***** STORED ROWS

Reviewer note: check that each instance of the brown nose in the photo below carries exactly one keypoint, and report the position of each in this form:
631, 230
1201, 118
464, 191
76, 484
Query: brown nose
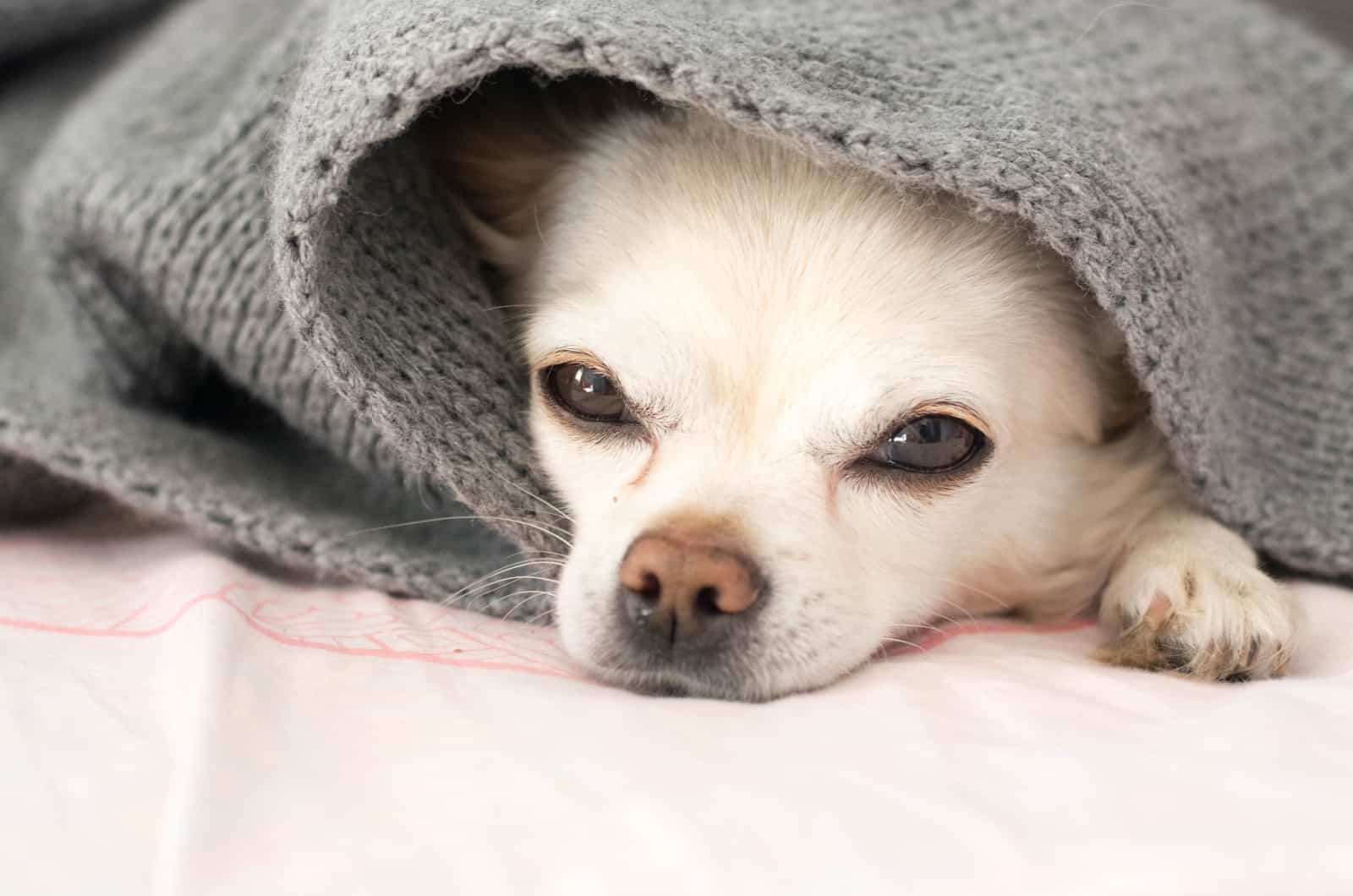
676, 585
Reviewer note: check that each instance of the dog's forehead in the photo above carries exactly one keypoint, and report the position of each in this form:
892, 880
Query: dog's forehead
703, 325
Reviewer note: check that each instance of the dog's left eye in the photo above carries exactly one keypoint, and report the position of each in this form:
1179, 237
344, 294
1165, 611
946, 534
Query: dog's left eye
586, 393
934, 443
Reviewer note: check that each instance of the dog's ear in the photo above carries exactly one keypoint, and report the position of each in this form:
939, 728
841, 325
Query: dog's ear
1125, 403
502, 152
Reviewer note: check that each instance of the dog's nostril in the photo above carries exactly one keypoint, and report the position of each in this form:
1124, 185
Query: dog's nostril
651, 589
707, 601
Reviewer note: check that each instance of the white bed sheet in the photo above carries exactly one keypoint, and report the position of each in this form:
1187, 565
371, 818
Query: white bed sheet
173, 723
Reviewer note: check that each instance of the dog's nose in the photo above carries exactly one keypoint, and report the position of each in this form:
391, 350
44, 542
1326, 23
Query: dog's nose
678, 587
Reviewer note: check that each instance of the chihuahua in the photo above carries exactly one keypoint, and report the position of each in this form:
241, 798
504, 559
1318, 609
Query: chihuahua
795, 412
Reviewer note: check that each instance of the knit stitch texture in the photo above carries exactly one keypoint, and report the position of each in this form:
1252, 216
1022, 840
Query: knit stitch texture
240, 298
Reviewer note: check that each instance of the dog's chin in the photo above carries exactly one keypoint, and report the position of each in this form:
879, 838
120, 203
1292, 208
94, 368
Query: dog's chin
735, 682
670, 682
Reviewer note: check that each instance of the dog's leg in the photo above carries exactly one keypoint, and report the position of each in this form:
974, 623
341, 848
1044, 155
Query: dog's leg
1188, 597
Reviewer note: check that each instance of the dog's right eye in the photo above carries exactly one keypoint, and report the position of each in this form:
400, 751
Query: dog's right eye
586, 393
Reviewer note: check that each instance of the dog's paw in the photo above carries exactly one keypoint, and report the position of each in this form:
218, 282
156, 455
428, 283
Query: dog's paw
1191, 598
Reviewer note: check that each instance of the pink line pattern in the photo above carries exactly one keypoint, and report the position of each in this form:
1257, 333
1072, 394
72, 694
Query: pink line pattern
137, 589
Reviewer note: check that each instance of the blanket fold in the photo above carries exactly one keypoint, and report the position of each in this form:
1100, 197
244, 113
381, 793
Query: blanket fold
241, 299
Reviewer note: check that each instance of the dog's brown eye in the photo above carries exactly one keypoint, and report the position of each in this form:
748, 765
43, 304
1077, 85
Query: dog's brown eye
930, 444
586, 393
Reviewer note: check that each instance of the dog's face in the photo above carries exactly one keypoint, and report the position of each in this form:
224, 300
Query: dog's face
792, 412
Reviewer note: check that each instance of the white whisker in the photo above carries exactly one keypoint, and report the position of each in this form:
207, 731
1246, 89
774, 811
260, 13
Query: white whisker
539, 527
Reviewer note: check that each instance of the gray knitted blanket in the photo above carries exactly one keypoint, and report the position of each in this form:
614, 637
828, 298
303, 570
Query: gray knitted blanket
230, 292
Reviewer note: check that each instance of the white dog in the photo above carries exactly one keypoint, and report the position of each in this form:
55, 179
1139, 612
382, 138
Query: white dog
795, 412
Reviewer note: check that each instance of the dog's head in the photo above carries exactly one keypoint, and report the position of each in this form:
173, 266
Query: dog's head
791, 410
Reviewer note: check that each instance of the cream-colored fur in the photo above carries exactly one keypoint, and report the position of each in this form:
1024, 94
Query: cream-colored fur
768, 313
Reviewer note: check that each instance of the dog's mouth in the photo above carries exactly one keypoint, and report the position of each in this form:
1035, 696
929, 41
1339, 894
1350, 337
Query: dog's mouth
654, 677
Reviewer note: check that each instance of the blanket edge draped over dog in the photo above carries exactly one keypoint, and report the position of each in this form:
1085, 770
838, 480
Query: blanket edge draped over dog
240, 298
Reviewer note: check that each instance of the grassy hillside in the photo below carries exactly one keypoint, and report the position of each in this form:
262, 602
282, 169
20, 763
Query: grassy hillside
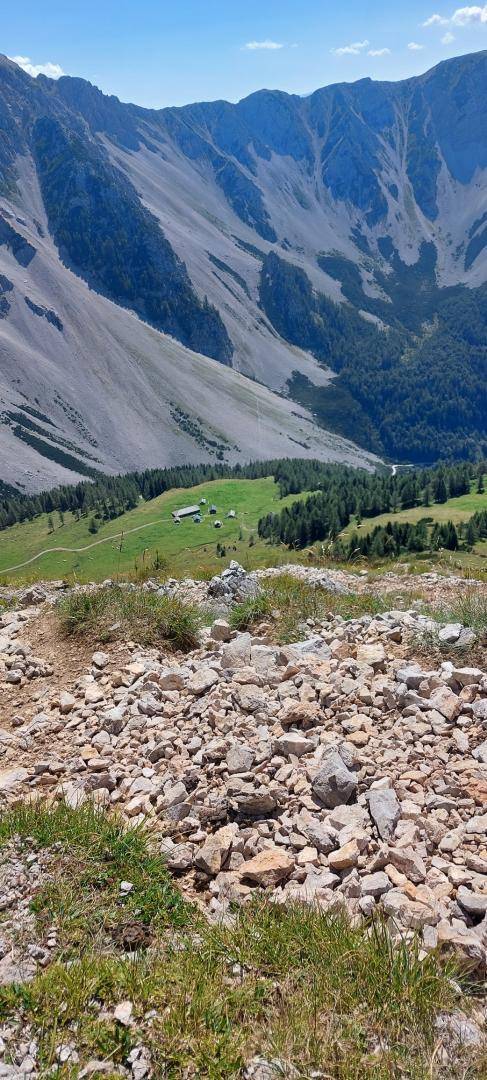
454, 510
457, 510
184, 549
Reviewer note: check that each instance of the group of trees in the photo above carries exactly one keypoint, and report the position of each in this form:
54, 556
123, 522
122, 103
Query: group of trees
351, 493
415, 390
108, 497
396, 538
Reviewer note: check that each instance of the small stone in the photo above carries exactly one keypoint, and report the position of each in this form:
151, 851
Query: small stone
334, 783
374, 656
346, 856
384, 810
293, 743
450, 633
216, 849
408, 862
202, 680
100, 659
122, 1013
268, 867
375, 885
220, 631
67, 702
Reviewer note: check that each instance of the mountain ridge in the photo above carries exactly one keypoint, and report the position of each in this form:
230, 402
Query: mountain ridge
375, 191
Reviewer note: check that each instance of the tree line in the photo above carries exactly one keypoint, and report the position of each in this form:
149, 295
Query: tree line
108, 497
352, 493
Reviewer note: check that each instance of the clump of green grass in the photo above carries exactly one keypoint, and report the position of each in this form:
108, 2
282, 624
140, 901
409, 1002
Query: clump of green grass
470, 608
112, 612
291, 984
91, 853
288, 602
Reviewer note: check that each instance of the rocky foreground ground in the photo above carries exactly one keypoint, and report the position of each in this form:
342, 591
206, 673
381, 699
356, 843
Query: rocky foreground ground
337, 768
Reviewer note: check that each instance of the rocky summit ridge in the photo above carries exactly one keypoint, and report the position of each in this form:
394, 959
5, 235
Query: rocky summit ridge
345, 768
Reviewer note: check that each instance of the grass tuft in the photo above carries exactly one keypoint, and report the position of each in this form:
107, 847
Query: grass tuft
294, 984
91, 853
470, 608
112, 613
288, 602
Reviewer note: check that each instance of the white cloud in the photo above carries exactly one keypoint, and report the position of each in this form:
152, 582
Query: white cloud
462, 16
52, 70
353, 50
253, 45
436, 21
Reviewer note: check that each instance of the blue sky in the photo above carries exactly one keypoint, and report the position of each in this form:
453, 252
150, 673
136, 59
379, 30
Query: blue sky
156, 53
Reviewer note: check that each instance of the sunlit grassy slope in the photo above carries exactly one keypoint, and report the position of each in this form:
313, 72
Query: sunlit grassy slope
185, 549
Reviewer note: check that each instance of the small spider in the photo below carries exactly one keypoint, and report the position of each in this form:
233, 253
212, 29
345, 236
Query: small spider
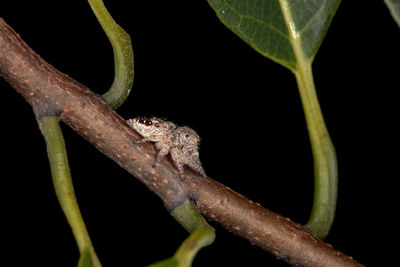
180, 142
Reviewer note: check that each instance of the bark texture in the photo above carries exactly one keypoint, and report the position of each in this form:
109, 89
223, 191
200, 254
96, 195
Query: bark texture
51, 92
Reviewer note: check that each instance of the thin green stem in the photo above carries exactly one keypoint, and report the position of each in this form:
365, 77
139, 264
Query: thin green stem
123, 55
201, 235
62, 181
325, 164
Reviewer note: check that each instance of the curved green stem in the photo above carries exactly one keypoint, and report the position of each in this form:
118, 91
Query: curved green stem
62, 181
201, 235
123, 55
325, 165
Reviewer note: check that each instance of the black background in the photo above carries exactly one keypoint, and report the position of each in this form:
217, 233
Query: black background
192, 70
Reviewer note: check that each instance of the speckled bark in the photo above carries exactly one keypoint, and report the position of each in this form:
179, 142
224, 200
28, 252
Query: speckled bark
51, 92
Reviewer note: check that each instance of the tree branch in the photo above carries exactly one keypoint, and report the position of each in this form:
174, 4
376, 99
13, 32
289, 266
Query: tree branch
51, 92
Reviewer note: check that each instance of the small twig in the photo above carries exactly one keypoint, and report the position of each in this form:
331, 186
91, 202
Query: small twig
51, 93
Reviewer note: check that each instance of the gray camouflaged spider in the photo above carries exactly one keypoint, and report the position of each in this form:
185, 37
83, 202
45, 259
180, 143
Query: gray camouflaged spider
182, 143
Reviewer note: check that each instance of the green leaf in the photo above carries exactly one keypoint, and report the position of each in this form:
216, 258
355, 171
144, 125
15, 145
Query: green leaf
394, 8
290, 33
285, 31
85, 260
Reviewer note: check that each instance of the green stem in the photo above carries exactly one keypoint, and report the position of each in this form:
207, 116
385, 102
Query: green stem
202, 234
123, 55
325, 165
62, 181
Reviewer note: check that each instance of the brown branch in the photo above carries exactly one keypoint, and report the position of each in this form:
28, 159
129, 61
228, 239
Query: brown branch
51, 92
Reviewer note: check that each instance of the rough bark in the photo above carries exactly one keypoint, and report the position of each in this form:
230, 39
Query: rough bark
51, 92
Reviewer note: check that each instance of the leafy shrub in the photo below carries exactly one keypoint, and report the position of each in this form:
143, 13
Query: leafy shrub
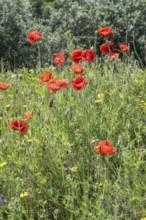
67, 25
82, 19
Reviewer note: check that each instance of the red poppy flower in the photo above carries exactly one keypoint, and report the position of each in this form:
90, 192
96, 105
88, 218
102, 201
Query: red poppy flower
76, 55
21, 126
34, 36
28, 116
123, 47
115, 56
4, 86
77, 69
107, 48
105, 32
105, 147
59, 58
56, 84
45, 77
79, 82
88, 55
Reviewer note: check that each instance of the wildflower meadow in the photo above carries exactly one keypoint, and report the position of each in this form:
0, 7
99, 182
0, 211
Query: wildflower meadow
73, 135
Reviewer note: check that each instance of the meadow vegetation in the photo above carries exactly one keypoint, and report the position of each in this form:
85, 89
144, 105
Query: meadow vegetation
72, 130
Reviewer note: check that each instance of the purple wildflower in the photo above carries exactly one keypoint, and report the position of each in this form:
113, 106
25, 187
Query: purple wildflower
103, 204
3, 199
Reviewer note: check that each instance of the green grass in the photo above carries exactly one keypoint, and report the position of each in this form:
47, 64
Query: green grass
65, 127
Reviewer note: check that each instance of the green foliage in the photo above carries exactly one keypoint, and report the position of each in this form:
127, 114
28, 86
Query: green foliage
67, 25
65, 132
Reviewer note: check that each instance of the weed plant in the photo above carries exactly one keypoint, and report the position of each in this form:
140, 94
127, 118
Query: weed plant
53, 172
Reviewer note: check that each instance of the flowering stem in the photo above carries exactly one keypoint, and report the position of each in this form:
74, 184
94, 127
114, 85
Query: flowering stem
39, 58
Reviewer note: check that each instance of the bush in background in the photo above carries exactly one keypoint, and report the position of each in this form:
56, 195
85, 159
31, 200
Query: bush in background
67, 25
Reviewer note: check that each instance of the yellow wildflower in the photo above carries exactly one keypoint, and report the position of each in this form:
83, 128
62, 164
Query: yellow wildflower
100, 98
3, 164
74, 169
24, 194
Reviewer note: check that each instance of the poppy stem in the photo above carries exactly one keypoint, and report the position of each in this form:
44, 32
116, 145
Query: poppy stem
39, 58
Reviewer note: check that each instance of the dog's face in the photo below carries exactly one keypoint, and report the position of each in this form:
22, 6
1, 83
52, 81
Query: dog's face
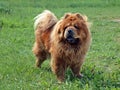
73, 29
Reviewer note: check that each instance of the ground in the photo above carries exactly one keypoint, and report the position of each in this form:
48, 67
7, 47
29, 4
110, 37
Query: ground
17, 63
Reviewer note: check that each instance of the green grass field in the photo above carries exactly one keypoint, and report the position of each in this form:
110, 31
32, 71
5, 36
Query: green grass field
17, 63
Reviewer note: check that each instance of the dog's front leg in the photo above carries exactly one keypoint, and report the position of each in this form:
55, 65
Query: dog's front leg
58, 67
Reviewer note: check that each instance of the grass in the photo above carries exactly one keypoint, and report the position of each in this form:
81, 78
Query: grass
102, 66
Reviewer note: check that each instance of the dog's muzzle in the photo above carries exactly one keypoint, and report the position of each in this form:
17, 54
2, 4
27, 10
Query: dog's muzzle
70, 37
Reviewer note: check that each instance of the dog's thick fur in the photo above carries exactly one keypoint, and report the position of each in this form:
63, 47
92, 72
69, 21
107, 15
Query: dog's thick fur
66, 41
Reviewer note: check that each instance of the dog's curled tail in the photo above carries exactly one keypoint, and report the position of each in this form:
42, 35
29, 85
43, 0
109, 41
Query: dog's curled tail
45, 20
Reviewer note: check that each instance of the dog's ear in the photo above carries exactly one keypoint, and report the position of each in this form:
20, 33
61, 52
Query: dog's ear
82, 17
79, 16
66, 15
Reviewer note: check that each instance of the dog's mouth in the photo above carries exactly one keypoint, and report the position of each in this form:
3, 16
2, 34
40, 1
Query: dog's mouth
72, 40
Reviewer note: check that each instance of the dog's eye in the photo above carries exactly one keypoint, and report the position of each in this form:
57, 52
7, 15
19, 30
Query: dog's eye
65, 27
76, 26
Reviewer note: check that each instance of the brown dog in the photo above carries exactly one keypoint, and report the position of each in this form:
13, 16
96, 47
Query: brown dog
66, 41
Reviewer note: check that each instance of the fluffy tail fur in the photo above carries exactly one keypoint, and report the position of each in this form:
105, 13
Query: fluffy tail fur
45, 20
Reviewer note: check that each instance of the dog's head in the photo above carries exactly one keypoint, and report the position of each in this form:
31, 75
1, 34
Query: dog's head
72, 29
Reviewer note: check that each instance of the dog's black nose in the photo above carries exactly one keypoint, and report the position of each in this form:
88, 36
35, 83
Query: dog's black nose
70, 32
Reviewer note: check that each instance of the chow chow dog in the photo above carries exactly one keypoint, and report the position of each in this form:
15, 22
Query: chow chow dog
66, 41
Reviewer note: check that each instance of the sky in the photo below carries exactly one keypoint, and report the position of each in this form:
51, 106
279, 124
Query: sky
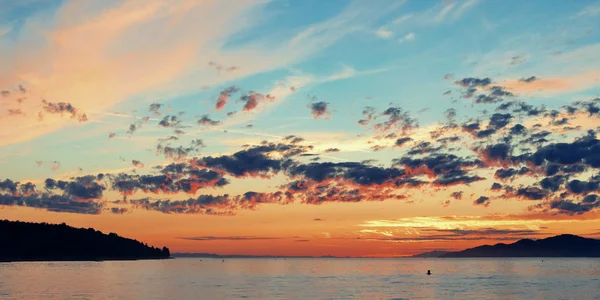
346, 128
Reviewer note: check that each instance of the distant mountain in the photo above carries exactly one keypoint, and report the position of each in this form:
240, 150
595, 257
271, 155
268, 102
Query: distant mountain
565, 245
22, 241
435, 253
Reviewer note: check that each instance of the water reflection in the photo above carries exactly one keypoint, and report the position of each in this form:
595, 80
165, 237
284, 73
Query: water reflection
304, 279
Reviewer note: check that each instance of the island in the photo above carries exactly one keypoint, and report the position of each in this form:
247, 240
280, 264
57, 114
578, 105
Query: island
24, 241
564, 245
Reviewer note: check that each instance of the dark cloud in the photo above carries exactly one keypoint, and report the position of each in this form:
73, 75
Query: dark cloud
319, 109
14, 112
118, 210
499, 121
136, 163
553, 183
206, 120
228, 238
402, 141
532, 193
252, 99
62, 108
397, 119
86, 187
224, 96
570, 207
293, 139
53, 203
585, 150
457, 195
154, 108
251, 162
482, 200
583, 187
170, 121
471, 82
494, 94
528, 79
369, 113
518, 129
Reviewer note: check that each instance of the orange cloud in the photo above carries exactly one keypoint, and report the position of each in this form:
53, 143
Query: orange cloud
555, 85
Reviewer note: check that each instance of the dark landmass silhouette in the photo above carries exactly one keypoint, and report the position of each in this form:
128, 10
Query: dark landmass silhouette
24, 241
564, 245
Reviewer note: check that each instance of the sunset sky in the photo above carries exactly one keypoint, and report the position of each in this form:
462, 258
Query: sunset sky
346, 128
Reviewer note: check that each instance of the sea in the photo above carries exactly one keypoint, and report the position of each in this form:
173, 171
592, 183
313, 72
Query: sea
304, 278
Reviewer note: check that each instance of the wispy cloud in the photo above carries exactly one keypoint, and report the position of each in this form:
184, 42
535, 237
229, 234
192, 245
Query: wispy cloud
384, 33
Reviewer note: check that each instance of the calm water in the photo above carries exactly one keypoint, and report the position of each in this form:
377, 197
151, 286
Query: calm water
192, 278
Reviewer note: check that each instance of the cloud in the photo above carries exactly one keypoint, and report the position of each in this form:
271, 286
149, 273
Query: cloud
224, 96
206, 120
553, 85
53, 203
62, 108
165, 65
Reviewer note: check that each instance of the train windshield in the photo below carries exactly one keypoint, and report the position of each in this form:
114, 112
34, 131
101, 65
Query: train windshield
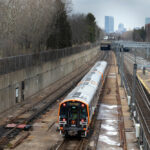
63, 111
83, 113
74, 112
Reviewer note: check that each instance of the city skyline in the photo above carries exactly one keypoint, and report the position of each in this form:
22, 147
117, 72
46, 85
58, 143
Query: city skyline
130, 12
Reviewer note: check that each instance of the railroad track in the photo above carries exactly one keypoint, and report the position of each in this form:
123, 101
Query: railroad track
40, 107
74, 143
142, 103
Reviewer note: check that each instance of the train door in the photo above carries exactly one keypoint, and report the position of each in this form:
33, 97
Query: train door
74, 115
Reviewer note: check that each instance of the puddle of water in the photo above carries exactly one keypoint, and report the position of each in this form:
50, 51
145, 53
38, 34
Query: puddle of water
108, 127
108, 112
109, 138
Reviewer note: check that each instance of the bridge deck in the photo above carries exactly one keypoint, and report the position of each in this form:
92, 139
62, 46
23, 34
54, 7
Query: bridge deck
145, 79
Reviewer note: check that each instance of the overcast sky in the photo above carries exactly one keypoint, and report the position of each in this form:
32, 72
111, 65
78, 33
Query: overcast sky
131, 13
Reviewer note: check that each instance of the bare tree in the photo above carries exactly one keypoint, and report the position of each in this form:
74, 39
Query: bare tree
26, 24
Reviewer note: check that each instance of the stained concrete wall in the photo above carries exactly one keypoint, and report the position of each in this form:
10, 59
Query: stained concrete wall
33, 79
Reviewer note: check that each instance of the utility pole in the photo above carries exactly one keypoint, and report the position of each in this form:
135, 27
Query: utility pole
147, 53
134, 82
122, 66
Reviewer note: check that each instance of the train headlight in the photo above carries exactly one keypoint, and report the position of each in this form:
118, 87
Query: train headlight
64, 119
64, 104
82, 120
82, 105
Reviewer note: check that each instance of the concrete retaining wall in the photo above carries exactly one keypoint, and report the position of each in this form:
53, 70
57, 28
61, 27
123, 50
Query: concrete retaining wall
19, 85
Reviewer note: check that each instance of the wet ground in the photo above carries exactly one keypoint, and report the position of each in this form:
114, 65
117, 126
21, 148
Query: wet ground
109, 136
113, 125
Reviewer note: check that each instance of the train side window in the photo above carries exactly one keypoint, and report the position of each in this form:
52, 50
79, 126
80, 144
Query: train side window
63, 112
17, 95
22, 90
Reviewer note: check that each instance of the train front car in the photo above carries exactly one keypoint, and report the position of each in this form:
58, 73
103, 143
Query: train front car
77, 109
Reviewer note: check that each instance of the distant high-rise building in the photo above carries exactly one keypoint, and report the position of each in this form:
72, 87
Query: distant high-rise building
121, 28
147, 21
109, 24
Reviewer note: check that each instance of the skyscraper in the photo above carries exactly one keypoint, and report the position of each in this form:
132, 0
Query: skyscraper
147, 21
121, 28
109, 24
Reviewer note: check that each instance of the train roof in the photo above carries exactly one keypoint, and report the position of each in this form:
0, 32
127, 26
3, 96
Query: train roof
87, 87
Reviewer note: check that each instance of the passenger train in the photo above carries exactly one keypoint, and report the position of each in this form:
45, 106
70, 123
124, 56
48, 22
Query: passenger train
77, 109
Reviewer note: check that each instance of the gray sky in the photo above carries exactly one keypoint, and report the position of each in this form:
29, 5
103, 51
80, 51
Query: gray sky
131, 13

**********

Reproduce exactly, with nothing added, the lines from the one that contains "Reviewer note: check that each instance of the train front" to the end of the data.

Reviewer note: check that each instance of the train front car in the photo above carries exactly one keypoint, and report the position of each in this form:
58, 73
103, 143
Query: train front car
77, 109
Reviewer note: check that each instance of the distant high-rise building in the photo above carries exactly one keypoint, and report the position of each in this form:
72, 87
Query: distant high-rise building
121, 28
147, 21
109, 24
Reviewer note: check that each instance of the skyscraper in the photo above carries exactly one keypoint, and report the position of each in this form:
132, 0
Query: skyscraper
147, 21
121, 28
109, 24
Reviewer note: check that each instance of the train roof in the photo above carries exactly one keypoint, and report the position of each in this form:
0, 32
127, 26
3, 96
Query: train roof
87, 87
Reviewer note: check that each instance of the passenger train in the photo above carries exactly one keypoint, and report the position of each in this form:
45, 106
70, 123
124, 56
48, 22
Query: passenger train
77, 109
Reviewer note: check that each instance of the gray sky in the photo above carries exactly one keypoint, and report the position of each in this form:
29, 5
103, 51
80, 51
Query: gray sky
131, 13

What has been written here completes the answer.